Short exercise 1:
Translate into Spanish this sentence from the excerpt on humidity-sensor testing: "An LCR tester records the capacitance changes of the humidity-sensing element."

2.6. Performance Testing of Humidity-Sensing Elements

Under conventional conditions of 25 °C and 40% RH in a constant temperature and humidity chamber, humidity response tests are performed on interdigitated electrodes with a gap of 200 μm using different detection frequencies. The changes in capacitance values over time are observed to determine the appropriate detection frequency.

At fixed humidity levels of 30% RH, 60% RH, and 90% RH, the temperature in the constant temperature and humidity chamber is adjusted from 10 °C to 40 °C in increments of 5 °C, while the light intensity varies from 0 Lux to 10,000 Lux in increments of 2000 Lux. An LCR tester records the capacitance changes of the humidity-sensing element. For bending interference analysis, as illustrated in Figure 3, the anti-interference performance of the humidity-sensing element is evaluated by altering its bending degree and measuring the corresponding capacitance values.

The sensitivity $S_{RH}$ used to characterize the humidity-sensing element is defined as

(2)$S_{RH}={\displaystyle \frac{C-C_0}{RH-R{H}_0}},$

The humidity-sensing element is quickly transferred from a constant temperature and humidity chamber at 20% RH to another chamber at 80% RH (at a temperature of 25 °C), and the process is monitored until the capacitance value of the element stabilizes. The time taken for this process is recorded as the adsorption response time of the humidity-sensing element. Similarly, the element is transferred from a constant temperature and humidity chamber at 80% RH to another chamber at 20% RH (at a temperature of 25 °C), and the time required for the capacitance value to stabilize is recorded as the desorption time of the humidity-sensing element. Over a period of 30 days, the capacitance values of the humidity-sensing element are measured at different relative humidity levels (20% RH, 40% RH, 60% RH, and 80% RH) at 5-day intervals to assess the stability of the humidity-sensing element.

Entries:
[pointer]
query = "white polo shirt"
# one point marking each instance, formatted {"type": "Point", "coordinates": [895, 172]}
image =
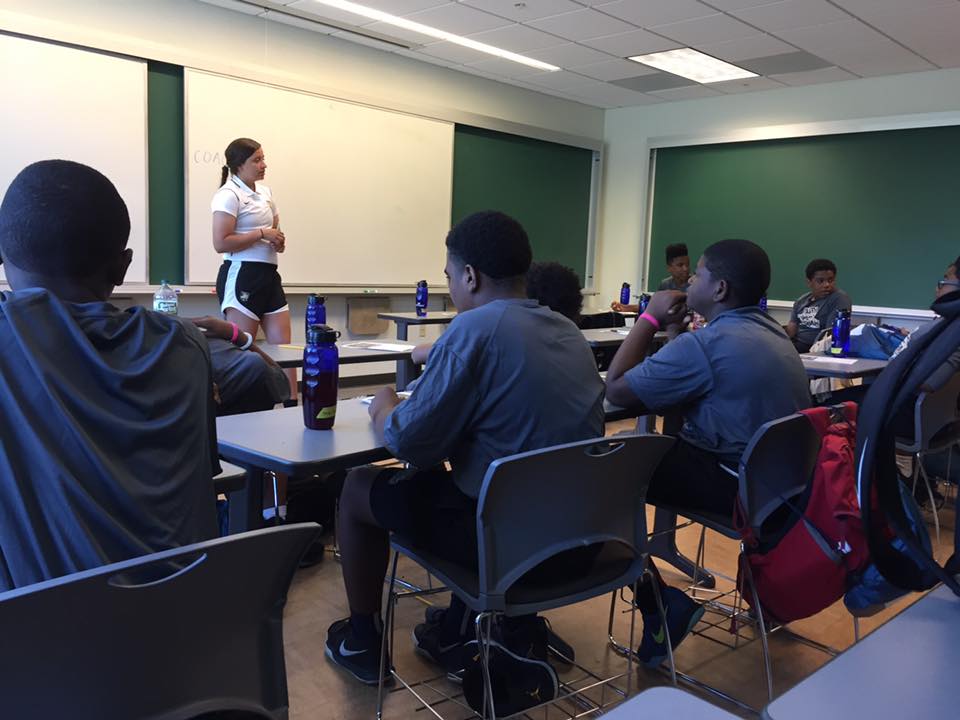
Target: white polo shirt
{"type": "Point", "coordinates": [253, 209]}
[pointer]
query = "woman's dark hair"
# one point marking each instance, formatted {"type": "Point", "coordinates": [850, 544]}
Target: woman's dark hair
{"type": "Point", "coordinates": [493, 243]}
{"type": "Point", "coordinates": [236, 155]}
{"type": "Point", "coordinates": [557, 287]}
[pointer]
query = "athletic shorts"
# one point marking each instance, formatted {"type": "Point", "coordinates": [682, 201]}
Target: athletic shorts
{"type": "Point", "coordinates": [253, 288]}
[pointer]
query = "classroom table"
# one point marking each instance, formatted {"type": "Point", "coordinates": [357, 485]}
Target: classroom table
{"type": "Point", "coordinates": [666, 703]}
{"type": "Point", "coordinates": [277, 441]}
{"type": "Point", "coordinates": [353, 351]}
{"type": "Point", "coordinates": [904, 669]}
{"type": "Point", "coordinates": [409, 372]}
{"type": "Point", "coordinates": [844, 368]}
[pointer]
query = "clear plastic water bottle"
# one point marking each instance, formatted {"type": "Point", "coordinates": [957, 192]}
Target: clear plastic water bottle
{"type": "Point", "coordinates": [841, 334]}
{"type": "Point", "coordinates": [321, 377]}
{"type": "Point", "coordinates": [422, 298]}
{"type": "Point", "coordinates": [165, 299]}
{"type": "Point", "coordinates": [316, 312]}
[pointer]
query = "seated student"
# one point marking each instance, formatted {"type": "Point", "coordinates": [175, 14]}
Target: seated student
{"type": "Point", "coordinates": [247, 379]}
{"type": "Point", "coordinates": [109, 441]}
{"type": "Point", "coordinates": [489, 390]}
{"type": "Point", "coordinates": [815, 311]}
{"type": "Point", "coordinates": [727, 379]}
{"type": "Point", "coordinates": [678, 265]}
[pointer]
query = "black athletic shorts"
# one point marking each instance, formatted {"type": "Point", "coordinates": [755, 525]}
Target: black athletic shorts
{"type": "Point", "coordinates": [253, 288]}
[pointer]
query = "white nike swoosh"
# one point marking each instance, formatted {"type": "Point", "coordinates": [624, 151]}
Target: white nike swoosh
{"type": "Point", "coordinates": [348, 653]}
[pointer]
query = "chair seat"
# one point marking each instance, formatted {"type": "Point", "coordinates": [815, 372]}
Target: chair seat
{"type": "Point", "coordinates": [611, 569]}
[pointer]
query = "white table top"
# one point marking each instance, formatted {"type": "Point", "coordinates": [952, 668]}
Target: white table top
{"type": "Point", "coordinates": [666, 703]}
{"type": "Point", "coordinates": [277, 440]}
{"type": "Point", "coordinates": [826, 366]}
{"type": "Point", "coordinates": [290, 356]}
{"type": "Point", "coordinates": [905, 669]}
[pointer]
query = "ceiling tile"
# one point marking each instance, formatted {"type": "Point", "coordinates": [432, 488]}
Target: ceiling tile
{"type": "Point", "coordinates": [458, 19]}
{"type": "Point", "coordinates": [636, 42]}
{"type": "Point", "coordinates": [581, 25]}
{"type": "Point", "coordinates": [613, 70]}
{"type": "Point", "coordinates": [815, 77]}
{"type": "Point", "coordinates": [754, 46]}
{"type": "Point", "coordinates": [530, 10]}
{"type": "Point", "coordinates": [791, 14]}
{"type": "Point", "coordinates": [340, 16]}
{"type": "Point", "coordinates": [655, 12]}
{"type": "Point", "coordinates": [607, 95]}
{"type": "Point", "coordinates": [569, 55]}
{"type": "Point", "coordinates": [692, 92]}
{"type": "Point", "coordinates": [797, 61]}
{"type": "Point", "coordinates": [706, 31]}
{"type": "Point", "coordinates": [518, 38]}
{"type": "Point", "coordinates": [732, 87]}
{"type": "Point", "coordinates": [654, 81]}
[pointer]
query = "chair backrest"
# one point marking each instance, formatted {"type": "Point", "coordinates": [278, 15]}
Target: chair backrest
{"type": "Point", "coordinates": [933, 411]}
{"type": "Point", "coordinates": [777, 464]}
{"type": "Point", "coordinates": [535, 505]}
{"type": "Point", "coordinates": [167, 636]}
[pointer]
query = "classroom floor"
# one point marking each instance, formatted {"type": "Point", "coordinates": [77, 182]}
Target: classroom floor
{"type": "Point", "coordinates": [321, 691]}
--
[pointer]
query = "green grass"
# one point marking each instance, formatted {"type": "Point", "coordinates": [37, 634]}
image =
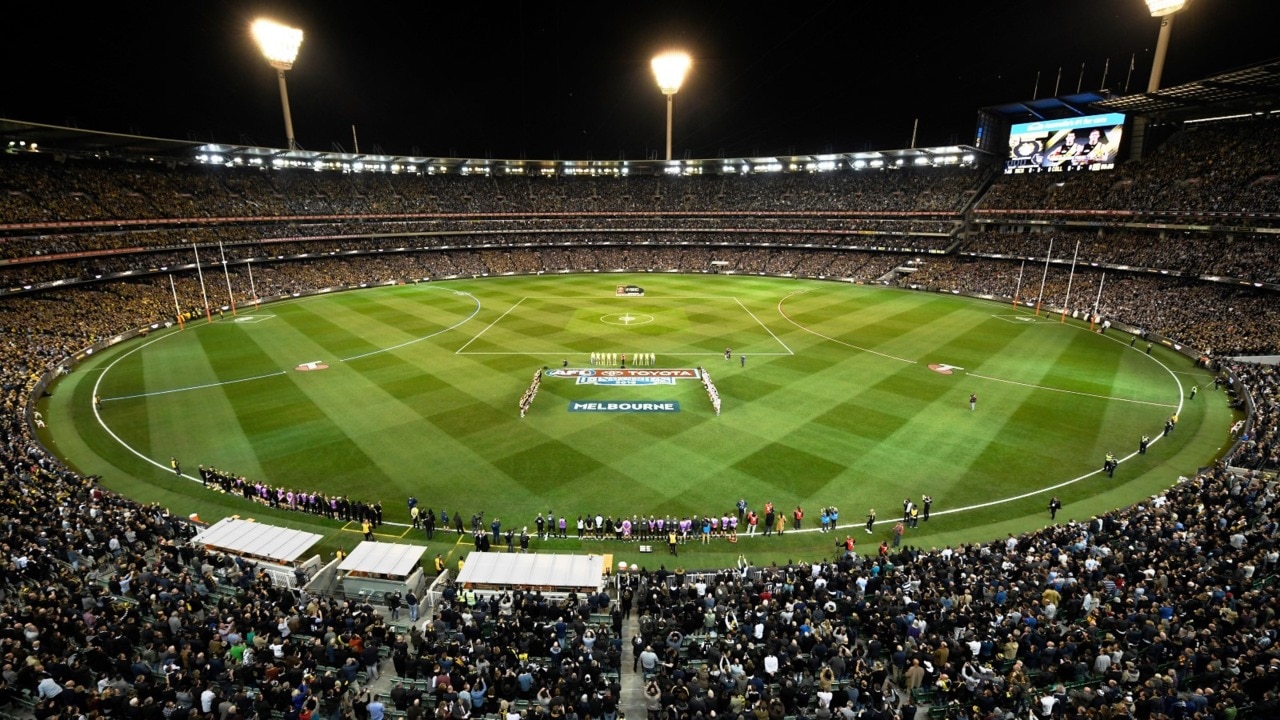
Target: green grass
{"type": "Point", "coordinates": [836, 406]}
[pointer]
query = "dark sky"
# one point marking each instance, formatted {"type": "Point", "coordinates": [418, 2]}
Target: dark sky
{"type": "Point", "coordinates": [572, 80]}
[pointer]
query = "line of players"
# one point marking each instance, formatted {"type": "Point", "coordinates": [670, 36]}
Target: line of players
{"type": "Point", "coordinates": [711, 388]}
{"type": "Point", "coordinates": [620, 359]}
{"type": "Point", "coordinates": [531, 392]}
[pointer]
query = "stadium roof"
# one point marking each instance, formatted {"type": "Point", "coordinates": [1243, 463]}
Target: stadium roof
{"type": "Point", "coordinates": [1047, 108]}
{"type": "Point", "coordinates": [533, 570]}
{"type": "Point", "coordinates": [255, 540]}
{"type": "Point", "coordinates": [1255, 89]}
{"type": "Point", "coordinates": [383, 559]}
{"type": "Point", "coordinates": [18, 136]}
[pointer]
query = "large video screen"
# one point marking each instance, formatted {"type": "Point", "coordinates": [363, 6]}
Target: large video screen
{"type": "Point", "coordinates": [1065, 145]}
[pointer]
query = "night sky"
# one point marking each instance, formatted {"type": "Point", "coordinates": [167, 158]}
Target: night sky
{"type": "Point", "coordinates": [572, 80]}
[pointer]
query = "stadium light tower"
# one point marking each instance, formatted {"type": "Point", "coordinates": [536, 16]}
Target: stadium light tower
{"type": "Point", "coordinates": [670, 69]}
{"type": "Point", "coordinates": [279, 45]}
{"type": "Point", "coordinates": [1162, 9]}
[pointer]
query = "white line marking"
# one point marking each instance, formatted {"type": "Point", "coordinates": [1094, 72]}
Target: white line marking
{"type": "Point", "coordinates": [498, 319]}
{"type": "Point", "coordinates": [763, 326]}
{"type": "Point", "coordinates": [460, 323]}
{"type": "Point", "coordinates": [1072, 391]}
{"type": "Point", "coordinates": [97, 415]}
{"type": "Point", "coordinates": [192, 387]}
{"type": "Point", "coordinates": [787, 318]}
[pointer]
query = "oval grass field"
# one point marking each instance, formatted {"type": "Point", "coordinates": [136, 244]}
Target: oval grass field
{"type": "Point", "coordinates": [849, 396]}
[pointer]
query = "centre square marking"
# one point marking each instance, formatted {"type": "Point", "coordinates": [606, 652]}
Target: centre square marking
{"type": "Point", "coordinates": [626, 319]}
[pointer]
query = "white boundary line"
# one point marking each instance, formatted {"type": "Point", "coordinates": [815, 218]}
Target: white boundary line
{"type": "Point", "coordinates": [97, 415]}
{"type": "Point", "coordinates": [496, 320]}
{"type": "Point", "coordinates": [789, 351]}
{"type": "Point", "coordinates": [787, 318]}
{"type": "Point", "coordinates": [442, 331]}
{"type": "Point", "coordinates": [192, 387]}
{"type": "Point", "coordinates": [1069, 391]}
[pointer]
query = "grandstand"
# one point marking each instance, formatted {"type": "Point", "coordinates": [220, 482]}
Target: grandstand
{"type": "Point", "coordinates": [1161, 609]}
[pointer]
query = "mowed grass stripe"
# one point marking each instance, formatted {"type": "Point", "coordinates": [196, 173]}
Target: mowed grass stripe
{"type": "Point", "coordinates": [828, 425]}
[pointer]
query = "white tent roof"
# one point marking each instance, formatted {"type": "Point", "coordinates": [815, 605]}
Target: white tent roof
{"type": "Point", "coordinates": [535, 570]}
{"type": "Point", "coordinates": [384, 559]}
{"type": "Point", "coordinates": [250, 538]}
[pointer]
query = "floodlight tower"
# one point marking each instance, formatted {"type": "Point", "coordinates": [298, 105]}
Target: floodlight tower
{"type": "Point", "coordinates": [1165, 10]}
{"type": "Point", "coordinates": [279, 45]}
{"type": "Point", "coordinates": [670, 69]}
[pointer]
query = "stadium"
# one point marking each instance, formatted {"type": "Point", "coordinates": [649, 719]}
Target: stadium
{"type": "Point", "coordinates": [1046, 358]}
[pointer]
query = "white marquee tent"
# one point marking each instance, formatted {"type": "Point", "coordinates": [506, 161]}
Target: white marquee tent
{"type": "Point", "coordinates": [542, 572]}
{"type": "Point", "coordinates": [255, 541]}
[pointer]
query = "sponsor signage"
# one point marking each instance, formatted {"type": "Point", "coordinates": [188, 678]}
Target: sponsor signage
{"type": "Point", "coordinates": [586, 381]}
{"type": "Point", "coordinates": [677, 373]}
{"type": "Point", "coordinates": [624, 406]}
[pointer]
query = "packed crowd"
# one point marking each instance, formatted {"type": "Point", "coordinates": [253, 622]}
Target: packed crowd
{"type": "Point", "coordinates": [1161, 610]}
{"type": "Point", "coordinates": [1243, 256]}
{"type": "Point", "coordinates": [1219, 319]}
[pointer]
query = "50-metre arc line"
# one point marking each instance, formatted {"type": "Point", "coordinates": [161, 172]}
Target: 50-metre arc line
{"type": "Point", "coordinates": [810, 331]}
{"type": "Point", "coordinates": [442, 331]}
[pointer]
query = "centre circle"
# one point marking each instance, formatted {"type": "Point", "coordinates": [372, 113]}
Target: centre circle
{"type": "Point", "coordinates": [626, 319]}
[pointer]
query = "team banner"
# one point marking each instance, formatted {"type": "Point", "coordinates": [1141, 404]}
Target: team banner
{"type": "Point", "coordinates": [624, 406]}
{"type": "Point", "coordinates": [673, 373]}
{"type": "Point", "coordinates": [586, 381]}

Short exercise 2:
Extract each line of the records that contains the string "swoosh". Case counts.

Final answer 1:
Un medidor LCR registra los cambios de capacitancia del elemento sensor de humedad.

Final answer 2:
query = "white nike swoosh"
Target: white nike swoosh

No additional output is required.